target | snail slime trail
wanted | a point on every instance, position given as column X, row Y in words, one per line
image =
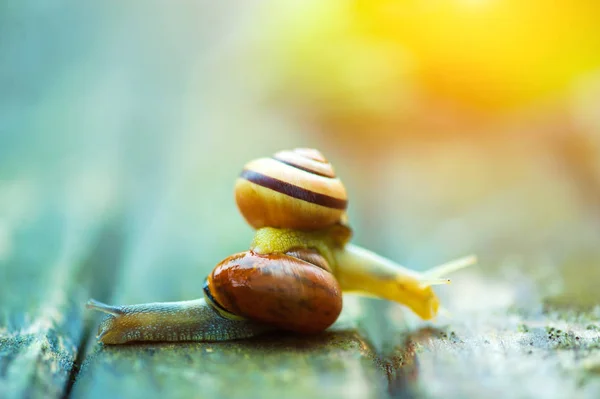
column 292, row 277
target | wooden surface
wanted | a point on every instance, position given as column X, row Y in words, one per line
column 525, row 323
column 118, row 150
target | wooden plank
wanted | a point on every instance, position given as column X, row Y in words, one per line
column 506, row 321
column 338, row 363
column 525, row 322
column 46, row 250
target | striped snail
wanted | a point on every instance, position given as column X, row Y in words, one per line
column 293, row 275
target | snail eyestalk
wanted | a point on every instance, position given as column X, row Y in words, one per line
column 364, row 272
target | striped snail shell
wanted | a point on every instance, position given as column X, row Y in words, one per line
column 295, row 189
column 294, row 291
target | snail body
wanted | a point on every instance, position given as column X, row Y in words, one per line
column 293, row 275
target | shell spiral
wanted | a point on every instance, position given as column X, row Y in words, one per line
column 277, row 289
column 295, row 189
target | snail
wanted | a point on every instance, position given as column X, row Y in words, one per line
column 292, row 277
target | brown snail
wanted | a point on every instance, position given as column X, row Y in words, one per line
column 293, row 276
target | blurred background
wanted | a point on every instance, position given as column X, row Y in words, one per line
column 458, row 126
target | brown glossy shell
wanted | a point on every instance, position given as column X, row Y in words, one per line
column 294, row 189
column 277, row 289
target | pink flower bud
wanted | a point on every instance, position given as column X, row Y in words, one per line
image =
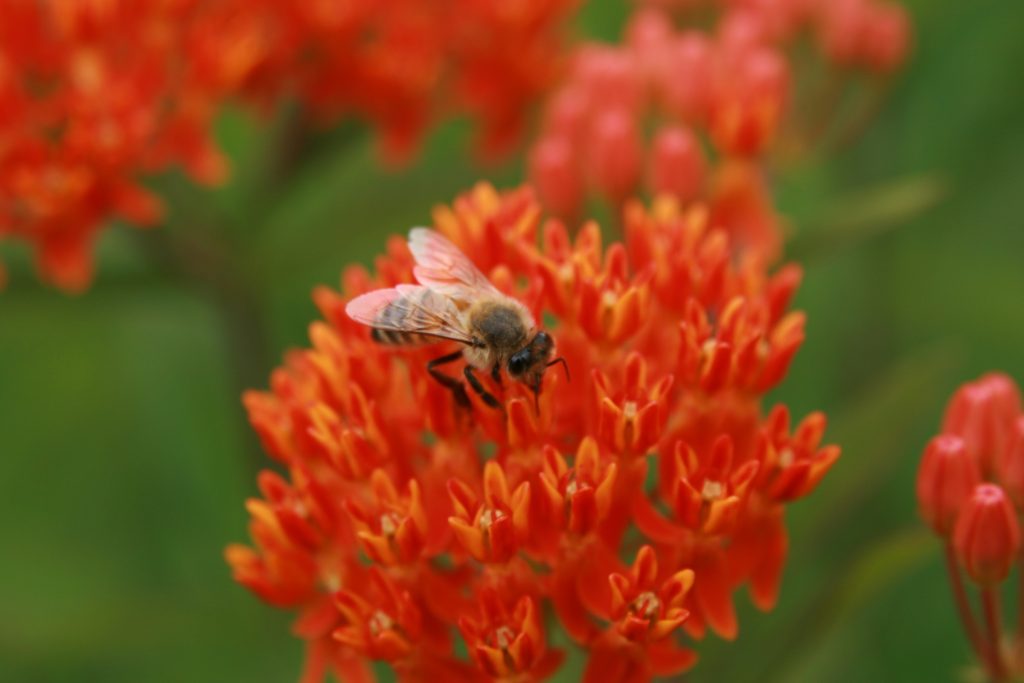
column 983, row 413
column 677, row 164
column 615, row 154
column 987, row 537
column 751, row 92
column 610, row 77
column 945, row 478
column 566, row 114
column 1011, row 466
column 684, row 79
column 554, row 172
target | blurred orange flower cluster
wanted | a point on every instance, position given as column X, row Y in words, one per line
column 96, row 94
column 971, row 493
column 721, row 92
column 632, row 503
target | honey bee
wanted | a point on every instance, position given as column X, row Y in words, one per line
· · · · · · ·
**Written exercise:** Render every line of the rows above as a JSON array of strings, one string per line, skipping blank lines and omitting the pictures.

**Full response:**
[
  "target | snail slime trail",
  "wanted | a point on every instance, position given as column X, row Y in words, one per line",
  "image =",
  "column 292, row 277",
  "target | wooden surface",
  "wanted | a point on every instance, position given as column X, row Y in words, one per line",
  "column 525, row 323",
  "column 118, row 150",
  "target | wooden plank",
  "wanted | a point on every instance, position given as column X, row Y in words, one per line",
  "column 506, row 321",
  "column 338, row 363",
  "column 525, row 322",
  "column 46, row 250",
  "target | striped snail",
  "wanted | a point on every instance, position given as column X, row Y in words, one per line",
  "column 293, row 275",
  "target | snail eyestalk",
  "wanted | a point on every instance, position given as column X, row Y in words, one per line",
  "column 364, row 272",
  "target | striped snail shell",
  "wanted | a point on every instance, position given as column X, row Y in words, one per line",
  "column 295, row 189",
  "column 294, row 291",
  "target | snail body",
  "wanted | a point on every instance, position given as column X, row Y in words, one per line",
  "column 293, row 275",
  "target | shell spiral",
  "wanted | a point on every instance, position given as column X, row Y in words, one per line",
  "column 277, row 289",
  "column 295, row 189",
  "target | snail",
  "wanted | a point on every instance, position given as column X, row Y in words, one per line",
  "column 292, row 277",
  "target | brown snail",
  "wanted | a point on every instance, position given as column X, row Y in words, one per line",
  "column 293, row 276",
  "target | blurred background",
  "wanted | a point on every instance, position given as column X, row Y in words, one per line",
  "column 458, row 126",
  "target | brown glossy shell",
  "wanted | a point on every instance, position given as column X, row Y in words, one per line",
  "column 294, row 189",
  "column 277, row 289",
  "target | pink flower bud",
  "wanted | a point on every instance, position given as column X, row Y in words, one per line",
  "image =",
  "column 983, row 413",
  "column 677, row 164",
  "column 615, row 154",
  "column 987, row 537",
  "column 751, row 92",
  "column 610, row 77",
  "column 945, row 478",
  "column 566, row 114",
  "column 1011, row 466",
  "column 684, row 79",
  "column 554, row 172",
  "target | blurred orange flower cluster",
  "wanted | a point on every instance, position given as column X, row Y in words, one per line",
  "column 96, row 94",
  "column 971, row 493",
  "column 721, row 92",
  "column 632, row 503",
  "target | honey bee",
  "wanted | a point on every instance, position given as column X, row Y in words, one per line"
]